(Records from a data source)
------------------------------

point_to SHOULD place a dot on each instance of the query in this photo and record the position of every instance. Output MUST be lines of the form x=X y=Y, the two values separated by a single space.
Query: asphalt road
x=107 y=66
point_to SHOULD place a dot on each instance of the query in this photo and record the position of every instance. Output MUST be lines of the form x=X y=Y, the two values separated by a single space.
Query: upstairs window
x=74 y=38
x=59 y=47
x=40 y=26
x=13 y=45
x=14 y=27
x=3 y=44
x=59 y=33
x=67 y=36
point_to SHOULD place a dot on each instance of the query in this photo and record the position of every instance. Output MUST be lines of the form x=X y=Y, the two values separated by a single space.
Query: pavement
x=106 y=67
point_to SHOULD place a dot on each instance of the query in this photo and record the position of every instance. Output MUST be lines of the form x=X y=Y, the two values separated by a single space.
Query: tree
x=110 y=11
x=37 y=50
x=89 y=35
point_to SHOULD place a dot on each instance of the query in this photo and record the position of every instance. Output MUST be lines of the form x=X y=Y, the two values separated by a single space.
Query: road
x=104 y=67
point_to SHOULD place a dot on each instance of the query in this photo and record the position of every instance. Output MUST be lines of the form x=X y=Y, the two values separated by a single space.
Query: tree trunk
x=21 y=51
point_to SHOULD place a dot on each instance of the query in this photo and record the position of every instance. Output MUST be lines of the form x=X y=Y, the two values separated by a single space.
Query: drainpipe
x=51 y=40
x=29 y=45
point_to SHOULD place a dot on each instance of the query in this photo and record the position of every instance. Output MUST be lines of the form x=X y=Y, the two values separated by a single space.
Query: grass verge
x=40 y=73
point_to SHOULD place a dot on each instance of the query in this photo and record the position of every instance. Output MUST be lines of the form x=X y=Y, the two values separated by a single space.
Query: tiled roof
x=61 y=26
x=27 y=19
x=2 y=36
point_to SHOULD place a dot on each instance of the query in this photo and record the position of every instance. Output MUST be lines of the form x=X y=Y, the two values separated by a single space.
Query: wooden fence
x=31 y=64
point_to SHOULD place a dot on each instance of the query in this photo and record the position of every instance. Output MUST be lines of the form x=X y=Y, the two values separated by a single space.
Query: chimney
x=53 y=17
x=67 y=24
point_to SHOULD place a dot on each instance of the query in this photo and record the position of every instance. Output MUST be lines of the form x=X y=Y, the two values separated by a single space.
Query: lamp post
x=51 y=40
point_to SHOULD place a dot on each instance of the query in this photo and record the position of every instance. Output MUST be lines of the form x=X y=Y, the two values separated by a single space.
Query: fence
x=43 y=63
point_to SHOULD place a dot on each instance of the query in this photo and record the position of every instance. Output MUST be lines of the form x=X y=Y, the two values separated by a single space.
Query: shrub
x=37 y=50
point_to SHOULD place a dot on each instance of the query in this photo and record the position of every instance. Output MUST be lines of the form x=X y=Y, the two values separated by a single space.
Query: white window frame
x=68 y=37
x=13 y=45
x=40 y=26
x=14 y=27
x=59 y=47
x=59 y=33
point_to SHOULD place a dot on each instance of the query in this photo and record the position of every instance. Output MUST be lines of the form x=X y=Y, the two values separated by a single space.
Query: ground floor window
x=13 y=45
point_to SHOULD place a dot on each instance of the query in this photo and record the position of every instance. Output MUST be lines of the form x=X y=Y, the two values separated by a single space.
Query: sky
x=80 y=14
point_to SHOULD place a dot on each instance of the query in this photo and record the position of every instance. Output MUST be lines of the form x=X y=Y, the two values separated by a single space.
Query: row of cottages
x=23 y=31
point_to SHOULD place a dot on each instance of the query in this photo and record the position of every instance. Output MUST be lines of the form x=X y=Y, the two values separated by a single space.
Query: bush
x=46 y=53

------------------------------

[Action item] Every record should be repeated exactly; please leave none out.

[Exercise output]
point_to SHOULD place a dot on each instance of the query in this photo and record the position of every instance. Output MUST be lines of the form x=X y=Y, the two values separated by a single space.
Query: asphalt road
x=107 y=66
point_to SHOULD place a dot on each instance of the query in this photo and record the position of every instance. Output MUST be lines of the form x=X y=Y, the two values separated by a single space.
Query: upstairs window
x=74 y=38
x=59 y=47
x=40 y=26
x=13 y=45
x=14 y=27
x=3 y=44
x=59 y=33
x=67 y=36
point_to SHOULD place a dot on each instance of the query in this photo and record the position of every instance. Output MUST be lines of the form x=X y=Y, the two values separated by a single space.
Query: pavement
x=106 y=67
point_to SHOULD place a dot on each instance of the query in this photo and record the position of every instance. Output MUST be lines of the form x=X y=Y, the two values separated by a single space.
Query: tree
x=110 y=11
x=37 y=50
x=89 y=35
point_to SHOULD place a dot on each instance of the query in this photo and record the position of every instance. Output MUST be lines of the form x=X y=Y, the two values separated by a single space.
Query: road
x=104 y=67
point_to SHOULD place a dot on each instance of the query in this photo and record the position of every instance. Output MUST be lines of the form x=X y=Y, the two values separated by a single space.
Query: tree trunk
x=21 y=51
point_to SHOULD place a dot on each instance of the query in this photo and record the position of every instance. Output MUST be lines of the form x=X y=Y, the two values separated by a single space.
Query: drainpipe
x=51 y=40
x=29 y=45
point_to SHOULD place a dot on each instance of the query in this photo and record the position of every instance. Output MUST be lines of the form x=X y=Y, the two values separated by a single space.
Query: grass verge
x=40 y=73
point_to SHOULD place a dot on each instance of the query in this photo and record the position of every instance. Output MUST be lines of the form x=X y=Y, the two values separated by a single space.
Query: tiled roof
x=61 y=26
x=27 y=19
x=2 y=36
point_to SHOULD place a dot on each instance of the query in this photo and record the position of every instance. Output MUST be lines of the form x=X y=Y, the two values separated by a single space.
Query: wooden fence
x=31 y=64
point_to SHOULD place a dot on each instance of the query in this photo and record the position of every instance. Output MUST be lines of the form x=X y=Y, the two values separated by a single space.
Query: chimney
x=53 y=17
x=67 y=24
point_to SHOULD place a dot on each instance of the query in this photo and record the position of every instance. Output MUST be lines of the form x=X y=Y, the two values separated by a single space.
Query: lamp post
x=51 y=40
point_to SHOULD place a dot on each instance of the query in this photo and record the position of every instance. Output MUST be lines of the form x=X y=Y, the two values separated by a single space.
Query: fence
x=43 y=63
point_to SHOULD place a dot on each instance of the query in this photo and record the position of every instance. Output MUST be lines of the form x=X y=Y, the two values separated by a single space.
Query: shrub
x=37 y=50
point_to SHOULD place a dot on each instance of the query in this photo and record the position of every instance. Output MUST be lines of the form x=X y=Y, the two values separated by a single space.
Query: white window frame
x=68 y=37
x=13 y=45
x=40 y=26
x=14 y=27
x=59 y=47
x=59 y=33
point_to SHOULD place a dot on each instance of the query in this photo and record the position of every instance. Output MUST be lines of the form x=X y=Y, the two values separated by a single space.
Query: ground floor window
x=13 y=45
point_to SHOULD place a dot on each instance of the query in this photo and record the position of every instance. Output MUST be lines of the form x=X y=Y, the two values separated by a single space.
Query: sky
x=80 y=14
point_to SHOULD place a dot on each instance of the query in this photo and record the position of every instance. Output MUST be lines of the form x=X y=Y, the two values separated by a single space.
Query: row of cottages
x=23 y=31
point_to SHOULD place a dot on each instance of the query in this photo and record the position of every instance. Output MUST be lines of the form x=X y=Y, the two values separated by a single space.
Query: bush
x=46 y=53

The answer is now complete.